## EXERCISE DETAILS
Reproduce all the entries below, renaming every "bbox" to "region" and keeping everything else the same. Leave the pictures out of your copy.

## Image entries on named regions
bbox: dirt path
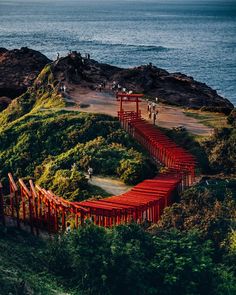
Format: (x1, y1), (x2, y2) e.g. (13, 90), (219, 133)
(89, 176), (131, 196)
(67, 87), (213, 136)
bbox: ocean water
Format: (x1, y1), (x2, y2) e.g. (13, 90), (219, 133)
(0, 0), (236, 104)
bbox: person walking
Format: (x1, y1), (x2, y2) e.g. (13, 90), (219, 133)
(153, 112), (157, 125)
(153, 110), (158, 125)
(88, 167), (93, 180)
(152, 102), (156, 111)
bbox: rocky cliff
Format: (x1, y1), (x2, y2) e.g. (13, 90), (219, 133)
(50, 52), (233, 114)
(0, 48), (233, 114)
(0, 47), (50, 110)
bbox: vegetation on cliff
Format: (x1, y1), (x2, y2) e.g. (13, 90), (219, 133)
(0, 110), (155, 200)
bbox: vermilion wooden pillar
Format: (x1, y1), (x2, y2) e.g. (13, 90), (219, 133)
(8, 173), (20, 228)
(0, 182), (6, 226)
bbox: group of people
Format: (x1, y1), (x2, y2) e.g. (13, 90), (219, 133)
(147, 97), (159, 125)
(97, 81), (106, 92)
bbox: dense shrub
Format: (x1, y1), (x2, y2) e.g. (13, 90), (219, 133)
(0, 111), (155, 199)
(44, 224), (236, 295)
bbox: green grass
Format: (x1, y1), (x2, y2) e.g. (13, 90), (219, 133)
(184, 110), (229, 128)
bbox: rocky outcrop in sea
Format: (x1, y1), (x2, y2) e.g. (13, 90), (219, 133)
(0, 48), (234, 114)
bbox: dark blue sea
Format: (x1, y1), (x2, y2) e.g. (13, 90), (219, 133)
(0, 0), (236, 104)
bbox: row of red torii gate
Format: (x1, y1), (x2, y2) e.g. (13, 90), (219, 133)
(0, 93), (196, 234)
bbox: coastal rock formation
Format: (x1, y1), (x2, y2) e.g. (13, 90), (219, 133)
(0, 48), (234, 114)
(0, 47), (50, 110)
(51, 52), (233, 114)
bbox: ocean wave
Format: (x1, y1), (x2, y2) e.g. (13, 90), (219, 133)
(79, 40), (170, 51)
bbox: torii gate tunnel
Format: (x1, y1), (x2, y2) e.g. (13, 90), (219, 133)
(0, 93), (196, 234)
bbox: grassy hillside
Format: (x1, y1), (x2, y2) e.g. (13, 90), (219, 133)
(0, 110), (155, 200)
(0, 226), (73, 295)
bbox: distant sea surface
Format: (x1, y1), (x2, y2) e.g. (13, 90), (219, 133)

## THE SOLUTION
region: dirt path
Format: (x1, y1), (x2, y2) e.g. (13, 90), (219, 133)
(89, 176), (131, 196)
(67, 87), (213, 136)
region: ocean water
Format: (x1, y1), (x2, y2) e.g. (13, 90), (219, 133)
(0, 0), (236, 104)
region: person walking
Format: (x1, y1), (x2, y2) e.g. (13, 90), (219, 133)
(153, 112), (157, 125)
(153, 110), (158, 125)
(88, 167), (93, 180)
(152, 102), (156, 111)
region: rocky cliff
Format: (x1, y1), (x2, y2) e.g. (13, 90), (219, 133)
(50, 52), (233, 114)
(0, 48), (233, 114)
(0, 47), (50, 110)
region: vegetation on cliff
Format: (x1, y1), (x2, y2) e.g. (13, 90), (219, 133)
(0, 110), (155, 200)
region: vermilion wooden pillar
Format: (x1, y1), (x2, y2) e.g. (13, 90), (219, 133)
(8, 173), (20, 228)
(0, 182), (6, 226)
region: group of people
Format: (x1, y1), (x2, y2) e.g. (13, 90), (219, 133)
(147, 97), (159, 125)
(97, 81), (106, 92)
region: dense shrub
Format: (x1, y1), (x2, y2) e.g. (13, 90), (219, 133)
(0, 111), (155, 199)
(44, 224), (236, 295)
region: green grass
Format: (x1, y1), (x2, y2) e.g. (13, 90), (219, 133)
(184, 110), (229, 128)
region: rocky outcrop in sea
Format: (x1, y1), (x2, y2) e.g. (13, 90), (219, 133)
(0, 48), (234, 114)
region: dark blue sea
Format: (x1, y1), (x2, y2) e.g. (13, 90), (219, 133)
(0, 0), (236, 104)
region: row of red torii gate
Format: (x1, y1), (x2, y2) e.g. (13, 90), (219, 133)
(0, 93), (196, 234)
region: coastal rock formation
Format: (x1, y1), (x2, y2) e.g. (13, 90), (219, 133)
(0, 48), (234, 114)
(0, 47), (50, 110)
(51, 52), (233, 114)
region: ocean wave
Format: (x1, y1), (x2, y2) e.g. (13, 90), (219, 133)
(79, 40), (170, 51)
region: torii gate tunnel
Format: (x1, y1), (x2, y2) e.g. (13, 90), (219, 133)
(0, 93), (196, 234)
region: grassy hillside
Format: (x1, y1), (x2, y2) e.g. (13, 90), (219, 133)
(0, 110), (155, 200)
(0, 226), (73, 295)
region: distant sea surface
Format: (x1, y1), (x2, y2) e.g. (13, 90), (219, 133)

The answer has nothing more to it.